- _WRITTEN REQUEST A_
Please return every line of the rows below that contains the string "coat", matching case exactly.

- _SOURCE_
╔══

If it were possible that the beauteous could but rage a little before a glass, and see their pretty countenance grow wild, it is not to be doubted but it would have a very good effect: but that would require temper; for Lady Firebrand, upon observing her features swell when her maid vexed her the other day, stamped her dressing-glass under her feet. In this case, when one of this temper is moved, she is like a witch in an operation, and makes all things turn round with her. The very fabric is in a vertigo when she begins to charm. In an instant, whatever was the occasion that moved her blood, she has such intolerable servants; Betty is so awkward, Tom cannot carry a message, and her husband had so little respect for her, that she, poor woman, is weary of this life, and was born to be unhappy.

*

Desunt multa.

ADVERTISEMENT.

** The season now coming on in which the town will begin to fill, Mr. Bickerstaff gives notice, That from the first of October next, he will be much wittier than he has hitherto been.

N° 218. THURSDAY, AUGUST 31, 1710.

Scriptorum chorus omnis amat nemus, et fugit urbes.

The tribe of writers, to a man, admire

HOR. 2 Ep.ii. 77.

The peaceful grove, and from the town retire.-FRANCIS.

From my own Apartment, August 30.

I CHANCED to rise very early one particular morning this summer, and took a walk into the country to divert myself among the fields and meadows, while

the green was new, and the flowers in their bloom. As at this season of the year every lane is a beautiful walk, and every hedge full of nosegays; I lost myself, with a great deal of pleasure, among several thickets and bushes, that were filled with a great variety of birds, and an agreeable confusion of notes, which formed the pleasantest scene in the world to one who had passed a whole winter in noise and smoke. The freshness of the dews that lay upon every thing about me, with the cool breath of the morning, which inspired the birds with so many delightful instincts, created in me the same kind of animal pleasure, and made my heart overflow with such secret emotions of joy and satisfaction as are not to be described or accounted for. On this occasion I could not but reflect upon a beautiful simile in Milton:

As one who long in populous city pent,

Where houses thick and sewers annoy the air,
Forth issuing on a summer's morn to breathe
Among the pleasant villages and farms

Adjoin'd, from each thing met conceives delight:
The smell of grain, or tedded grass, or kine,
Or dairy, each rural sight, each rural sound.

╚══

- _WRITTEN REQUEST B_
In one to three sentences, explain why the thickets and bushes made the pleasantest scene in the world, according to the morning-walk essay above.

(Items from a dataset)
╔══

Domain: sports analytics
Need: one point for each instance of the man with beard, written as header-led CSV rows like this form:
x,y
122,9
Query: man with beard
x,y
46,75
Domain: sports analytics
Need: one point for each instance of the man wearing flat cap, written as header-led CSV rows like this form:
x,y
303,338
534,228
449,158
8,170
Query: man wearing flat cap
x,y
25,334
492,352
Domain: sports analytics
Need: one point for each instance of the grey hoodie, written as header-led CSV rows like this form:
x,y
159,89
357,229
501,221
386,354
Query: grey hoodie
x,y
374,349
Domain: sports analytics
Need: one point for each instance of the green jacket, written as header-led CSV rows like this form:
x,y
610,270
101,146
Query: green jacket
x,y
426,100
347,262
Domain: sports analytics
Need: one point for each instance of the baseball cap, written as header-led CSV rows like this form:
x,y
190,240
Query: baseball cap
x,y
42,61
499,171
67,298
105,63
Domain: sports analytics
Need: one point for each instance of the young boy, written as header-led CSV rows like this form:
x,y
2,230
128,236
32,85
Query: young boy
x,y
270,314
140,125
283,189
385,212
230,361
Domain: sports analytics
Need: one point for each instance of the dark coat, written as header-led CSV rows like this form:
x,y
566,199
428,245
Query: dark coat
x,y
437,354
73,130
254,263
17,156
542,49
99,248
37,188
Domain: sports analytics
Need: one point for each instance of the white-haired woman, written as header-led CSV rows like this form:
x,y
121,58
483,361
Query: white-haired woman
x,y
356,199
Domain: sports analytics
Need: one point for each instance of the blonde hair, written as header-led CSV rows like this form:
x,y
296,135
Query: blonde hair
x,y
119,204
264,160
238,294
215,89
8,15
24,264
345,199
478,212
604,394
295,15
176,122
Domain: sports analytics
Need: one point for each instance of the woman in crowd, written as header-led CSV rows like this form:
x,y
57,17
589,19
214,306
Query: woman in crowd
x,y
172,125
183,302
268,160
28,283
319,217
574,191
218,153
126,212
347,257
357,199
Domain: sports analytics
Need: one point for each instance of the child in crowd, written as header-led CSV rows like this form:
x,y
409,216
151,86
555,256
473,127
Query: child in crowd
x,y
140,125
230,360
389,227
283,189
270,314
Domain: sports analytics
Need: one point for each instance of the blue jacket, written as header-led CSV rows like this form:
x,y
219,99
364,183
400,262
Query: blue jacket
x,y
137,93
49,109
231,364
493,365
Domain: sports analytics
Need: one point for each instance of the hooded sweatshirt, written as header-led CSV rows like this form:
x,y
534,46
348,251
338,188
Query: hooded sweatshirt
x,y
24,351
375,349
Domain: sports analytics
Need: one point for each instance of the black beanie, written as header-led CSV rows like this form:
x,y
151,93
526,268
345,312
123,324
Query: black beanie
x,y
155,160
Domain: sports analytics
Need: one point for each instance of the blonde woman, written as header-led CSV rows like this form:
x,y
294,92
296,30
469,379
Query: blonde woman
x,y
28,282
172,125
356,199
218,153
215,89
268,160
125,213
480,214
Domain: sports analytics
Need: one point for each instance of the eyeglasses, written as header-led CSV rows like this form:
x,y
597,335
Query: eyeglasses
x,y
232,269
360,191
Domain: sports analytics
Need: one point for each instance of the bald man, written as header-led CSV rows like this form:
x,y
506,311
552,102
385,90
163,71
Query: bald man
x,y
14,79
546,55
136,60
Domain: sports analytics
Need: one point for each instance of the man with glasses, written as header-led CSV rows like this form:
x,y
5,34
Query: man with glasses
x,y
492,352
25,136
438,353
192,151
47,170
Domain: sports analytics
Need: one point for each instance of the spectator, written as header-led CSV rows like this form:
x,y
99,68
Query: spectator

╚══

- _RIGHT ANSWER A_
Need: one point for each instance of the dark coat, written as header-led CSV rows like this form:
Query: dark coat

- _RIGHT ANSWER B_
The thickets and bushes were filled with many kinds of birds whose notes made an agreeable confusion. To someone who had passed a whole winter in noise and smoke, that made the pleasantest scene in the world.